** Problem description **
Copy out the lines of the material below without changes, starting at the line that contains "For every instance of the flower center" and ending at the last line of the material. Give only those lines.

Source records
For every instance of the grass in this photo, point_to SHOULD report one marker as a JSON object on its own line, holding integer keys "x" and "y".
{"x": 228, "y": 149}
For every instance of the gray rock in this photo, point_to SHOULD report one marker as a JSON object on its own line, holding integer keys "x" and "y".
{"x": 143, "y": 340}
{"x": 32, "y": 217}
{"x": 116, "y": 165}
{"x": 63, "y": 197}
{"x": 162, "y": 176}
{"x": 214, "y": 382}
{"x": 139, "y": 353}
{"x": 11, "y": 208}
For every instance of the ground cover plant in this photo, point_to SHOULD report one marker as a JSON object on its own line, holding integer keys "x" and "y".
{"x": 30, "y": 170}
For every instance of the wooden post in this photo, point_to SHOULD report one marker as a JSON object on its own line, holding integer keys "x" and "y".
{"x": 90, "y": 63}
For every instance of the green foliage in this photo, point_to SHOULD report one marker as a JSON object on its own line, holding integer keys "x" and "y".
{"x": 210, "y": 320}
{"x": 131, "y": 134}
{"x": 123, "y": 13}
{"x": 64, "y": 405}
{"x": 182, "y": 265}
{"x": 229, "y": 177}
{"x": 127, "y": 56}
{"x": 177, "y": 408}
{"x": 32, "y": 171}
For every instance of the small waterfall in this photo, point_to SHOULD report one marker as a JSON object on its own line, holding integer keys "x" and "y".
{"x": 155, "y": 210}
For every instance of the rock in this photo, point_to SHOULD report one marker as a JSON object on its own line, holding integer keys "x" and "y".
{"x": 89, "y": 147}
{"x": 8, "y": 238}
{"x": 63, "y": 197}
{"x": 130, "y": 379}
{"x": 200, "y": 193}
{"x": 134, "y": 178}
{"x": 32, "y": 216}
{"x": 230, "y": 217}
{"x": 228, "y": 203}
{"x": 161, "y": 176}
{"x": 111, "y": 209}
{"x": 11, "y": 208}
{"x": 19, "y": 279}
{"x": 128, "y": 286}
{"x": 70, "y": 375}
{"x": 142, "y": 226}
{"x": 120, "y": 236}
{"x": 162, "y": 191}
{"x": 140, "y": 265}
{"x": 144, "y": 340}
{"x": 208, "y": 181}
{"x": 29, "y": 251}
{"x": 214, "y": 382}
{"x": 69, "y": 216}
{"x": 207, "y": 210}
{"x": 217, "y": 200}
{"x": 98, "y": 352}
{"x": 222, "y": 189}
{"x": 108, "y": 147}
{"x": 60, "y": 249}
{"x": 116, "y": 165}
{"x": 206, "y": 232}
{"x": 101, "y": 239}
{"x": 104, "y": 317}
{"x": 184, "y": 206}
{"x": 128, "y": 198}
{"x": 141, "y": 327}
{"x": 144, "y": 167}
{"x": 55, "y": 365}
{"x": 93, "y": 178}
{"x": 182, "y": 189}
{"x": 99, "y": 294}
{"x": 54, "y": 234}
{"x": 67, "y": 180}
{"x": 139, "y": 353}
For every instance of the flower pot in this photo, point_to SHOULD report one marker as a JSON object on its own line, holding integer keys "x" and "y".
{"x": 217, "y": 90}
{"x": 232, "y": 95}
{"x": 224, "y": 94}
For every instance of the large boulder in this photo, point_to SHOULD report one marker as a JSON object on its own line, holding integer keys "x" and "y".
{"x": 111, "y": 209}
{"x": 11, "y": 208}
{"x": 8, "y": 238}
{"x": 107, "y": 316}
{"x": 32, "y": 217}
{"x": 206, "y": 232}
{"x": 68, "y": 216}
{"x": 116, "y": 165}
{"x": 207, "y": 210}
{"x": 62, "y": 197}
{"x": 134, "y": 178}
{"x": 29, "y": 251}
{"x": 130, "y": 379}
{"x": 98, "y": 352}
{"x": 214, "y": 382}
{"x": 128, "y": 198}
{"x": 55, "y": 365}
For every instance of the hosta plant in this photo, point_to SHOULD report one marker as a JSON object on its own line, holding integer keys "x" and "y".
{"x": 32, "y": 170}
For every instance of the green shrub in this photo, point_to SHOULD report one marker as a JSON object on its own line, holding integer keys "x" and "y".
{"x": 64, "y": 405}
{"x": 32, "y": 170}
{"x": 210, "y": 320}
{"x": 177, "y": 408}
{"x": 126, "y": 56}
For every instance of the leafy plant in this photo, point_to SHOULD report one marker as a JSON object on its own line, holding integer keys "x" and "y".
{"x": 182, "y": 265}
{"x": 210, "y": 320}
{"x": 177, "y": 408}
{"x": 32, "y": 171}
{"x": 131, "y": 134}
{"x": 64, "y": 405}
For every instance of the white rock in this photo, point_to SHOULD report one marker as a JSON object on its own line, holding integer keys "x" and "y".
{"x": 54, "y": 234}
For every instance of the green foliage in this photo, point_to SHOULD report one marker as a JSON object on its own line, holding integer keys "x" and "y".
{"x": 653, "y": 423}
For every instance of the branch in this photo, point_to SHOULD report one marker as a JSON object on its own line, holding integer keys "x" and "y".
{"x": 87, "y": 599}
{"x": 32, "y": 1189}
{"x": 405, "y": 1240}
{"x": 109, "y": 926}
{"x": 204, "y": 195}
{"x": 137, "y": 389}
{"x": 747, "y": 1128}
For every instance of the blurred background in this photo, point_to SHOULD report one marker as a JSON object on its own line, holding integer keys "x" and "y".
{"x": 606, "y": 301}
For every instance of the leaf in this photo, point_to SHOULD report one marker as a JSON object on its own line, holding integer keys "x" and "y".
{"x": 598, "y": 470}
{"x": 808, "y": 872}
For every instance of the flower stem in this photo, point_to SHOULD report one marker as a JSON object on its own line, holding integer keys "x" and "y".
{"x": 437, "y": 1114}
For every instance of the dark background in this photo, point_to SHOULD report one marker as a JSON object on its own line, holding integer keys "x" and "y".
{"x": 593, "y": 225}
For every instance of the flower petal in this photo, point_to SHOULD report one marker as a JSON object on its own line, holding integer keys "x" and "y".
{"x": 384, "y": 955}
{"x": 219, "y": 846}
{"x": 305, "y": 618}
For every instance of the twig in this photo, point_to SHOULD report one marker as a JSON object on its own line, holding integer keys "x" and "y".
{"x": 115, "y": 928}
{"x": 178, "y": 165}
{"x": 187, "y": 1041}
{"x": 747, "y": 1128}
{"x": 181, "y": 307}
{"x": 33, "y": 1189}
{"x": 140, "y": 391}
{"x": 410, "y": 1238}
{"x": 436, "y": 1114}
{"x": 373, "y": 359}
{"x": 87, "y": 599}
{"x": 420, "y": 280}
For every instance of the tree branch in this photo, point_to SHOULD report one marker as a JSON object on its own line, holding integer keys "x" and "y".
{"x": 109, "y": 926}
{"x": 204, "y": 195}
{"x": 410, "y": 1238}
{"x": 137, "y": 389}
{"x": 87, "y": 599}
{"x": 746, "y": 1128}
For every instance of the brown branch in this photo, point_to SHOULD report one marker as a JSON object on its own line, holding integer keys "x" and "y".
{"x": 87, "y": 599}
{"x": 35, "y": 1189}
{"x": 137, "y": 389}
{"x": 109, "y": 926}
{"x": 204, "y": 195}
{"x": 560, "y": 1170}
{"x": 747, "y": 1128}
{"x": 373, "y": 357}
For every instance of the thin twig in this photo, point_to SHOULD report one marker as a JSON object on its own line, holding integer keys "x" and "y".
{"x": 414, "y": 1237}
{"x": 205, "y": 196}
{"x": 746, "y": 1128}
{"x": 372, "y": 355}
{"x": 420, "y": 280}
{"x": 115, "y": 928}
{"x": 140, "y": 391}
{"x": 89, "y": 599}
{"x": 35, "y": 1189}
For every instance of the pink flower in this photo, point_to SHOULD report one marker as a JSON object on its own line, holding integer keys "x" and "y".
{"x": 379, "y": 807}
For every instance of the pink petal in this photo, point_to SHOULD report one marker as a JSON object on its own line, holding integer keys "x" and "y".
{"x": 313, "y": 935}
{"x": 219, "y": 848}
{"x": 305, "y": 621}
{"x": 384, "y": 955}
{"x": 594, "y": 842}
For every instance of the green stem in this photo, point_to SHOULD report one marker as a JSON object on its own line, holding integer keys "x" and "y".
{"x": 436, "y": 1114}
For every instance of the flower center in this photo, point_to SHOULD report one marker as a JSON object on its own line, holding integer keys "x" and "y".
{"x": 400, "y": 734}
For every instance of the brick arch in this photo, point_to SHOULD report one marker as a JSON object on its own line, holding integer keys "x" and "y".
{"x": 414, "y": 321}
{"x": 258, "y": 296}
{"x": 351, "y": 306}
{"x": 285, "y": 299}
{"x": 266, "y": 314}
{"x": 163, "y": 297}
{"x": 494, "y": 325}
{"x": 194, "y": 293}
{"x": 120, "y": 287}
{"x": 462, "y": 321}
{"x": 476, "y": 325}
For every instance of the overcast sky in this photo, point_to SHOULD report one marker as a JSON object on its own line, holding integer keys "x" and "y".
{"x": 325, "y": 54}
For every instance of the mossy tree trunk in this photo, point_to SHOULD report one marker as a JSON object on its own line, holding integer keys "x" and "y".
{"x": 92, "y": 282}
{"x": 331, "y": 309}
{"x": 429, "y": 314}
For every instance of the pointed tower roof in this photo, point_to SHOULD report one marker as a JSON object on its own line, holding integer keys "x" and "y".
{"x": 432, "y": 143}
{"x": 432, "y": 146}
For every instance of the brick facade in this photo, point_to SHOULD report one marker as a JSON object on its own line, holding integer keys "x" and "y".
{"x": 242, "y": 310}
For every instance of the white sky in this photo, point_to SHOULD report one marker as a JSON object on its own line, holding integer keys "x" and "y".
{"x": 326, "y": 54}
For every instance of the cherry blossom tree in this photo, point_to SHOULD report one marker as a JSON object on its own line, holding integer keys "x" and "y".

** Completed task **
For every instance of the flower center in this photo, point_to SHOULD report one marker as a JSON object on its own line, holding integer keys "x" and "y".
{"x": 400, "y": 734}
For every instance of the brick arch in this photo, point_to SHOULD report one marker as a JSON object on its own line, holding integer keys "x" and "y".
{"x": 414, "y": 321}
{"x": 258, "y": 296}
{"x": 351, "y": 306}
{"x": 285, "y": 299}
{"x": 266, "y": 314}
{"x": 163, "y": 297}
{"x": 494, "y": 325}
{"x": 194, "y": 293}
{"x": 120, "y": 287}
{"x": 462, "y": 321}
{"x": 476, "y": 325}
For every instance of the overcast sky in this photo, point_to SHOULD report one marker as a JSON object on its own line, holding integer keys "x" and "y".
{"x": 325, "y": 54}
For every instance of the mossy tree trunk in this photo, point_to SHOULD report one marker as a JSON object on its own line, holding integer keys "x" and "y".
{"x": 92, "y": 282}
{"x": 331, "y": 309}
{"x": 429, "y": 314}
For every instance of the pointed tower roof in this photo, point_to SHOULD report one marker as a JSON object on its own line, holding integer keys "x" and "y".
{"x": 432, "y": 143}
{"x": 432, "y": 146}
For every instance of the brick facade in this photo, point_to SHOULD report one marker as a JSON object on its own line, holding integer keys "x" and "y".
{"x": 242, "y": 310}
For every instance of the white sky in this photo, point_to SHOULD report one marker as a JSON object on its own line, holding integer keys "x" and "y".
{"x": 326, "y": 54}
For every instance of the cherry blossom tree in this photo, point_to SHOULD report one marker as a JSON object on its own line, holding integer keys "x" and "y".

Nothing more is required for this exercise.